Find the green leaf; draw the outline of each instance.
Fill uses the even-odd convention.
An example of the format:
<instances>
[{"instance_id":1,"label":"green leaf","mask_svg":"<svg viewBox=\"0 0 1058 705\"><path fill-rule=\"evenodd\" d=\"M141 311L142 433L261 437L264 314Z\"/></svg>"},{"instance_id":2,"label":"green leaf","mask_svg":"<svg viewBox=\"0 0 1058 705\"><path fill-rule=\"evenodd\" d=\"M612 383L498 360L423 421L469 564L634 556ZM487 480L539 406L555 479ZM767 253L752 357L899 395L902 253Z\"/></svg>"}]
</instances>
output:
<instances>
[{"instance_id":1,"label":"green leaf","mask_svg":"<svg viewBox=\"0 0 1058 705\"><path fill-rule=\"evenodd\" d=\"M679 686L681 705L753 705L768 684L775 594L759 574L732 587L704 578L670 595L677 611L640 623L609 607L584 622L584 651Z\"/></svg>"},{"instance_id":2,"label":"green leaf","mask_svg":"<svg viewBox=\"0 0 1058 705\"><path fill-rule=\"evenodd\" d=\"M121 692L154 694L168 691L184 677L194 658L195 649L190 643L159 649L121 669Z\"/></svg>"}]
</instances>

WORK INSTRUCTIONS:
Render the records above as a Markdown table with the columns Row and Line. Number each line in order and leave out blank lines.

ANSWER FOR THIS EXERCISE:
| Row | Line |
|---|---|
| 1 | Find the green leaf; draw the outline of each instance. |
| 2 | Fill uses the even-odd convention. |
| 3 | An example of the format: |
| 4 | <instances> |
| 5 | [{"instance_id":1,"label":"green leaf","mask_svg":"<svg viewBox=\"0 0 1058 705\"><path fill-rule=\"evenodd\" d=\"M141 311L142 433L261 437L264 314Z\"/></svg>"},{"instance_id":2,"label":"green leaf","mask_svg":"<svg viewBox=\"0 0 1058 705\"><path fill-rule=\"evenodd\" d=\"M612 383L498 360L423 421L469 564L634 556ZM487 480L539 406L555 479ZM767 253L752 357L899 395L902 253Z\"/></svg>"}] |
| 6 | </instances> |
| 7 | output: |
| 8 | <instances> |
| 9 | [{"instance_id":1,"label":"green leaf","mask_svg":"<svg viewBox=\"0 0 1058 705\"><path fill-rule=\"evenodd\" d=\"M679 686L681 705L753 705L768 684L775 594L759 574L732 587L704 578L670 595L677 611L640 623L609 607L584 622L584 651Z\"/></svg>"},{"instance_id":2,"label":"green leaf","mask_svg":"<svg viewBox=\"0 0 1058 705\"><path fill-rule=\"evenodd\" d=\"M121 692L154 694L168 691L184 677L194 658L195 649L190 643L159 649L121 669Z\"/></svg>"}] |
| 10 | </instances> |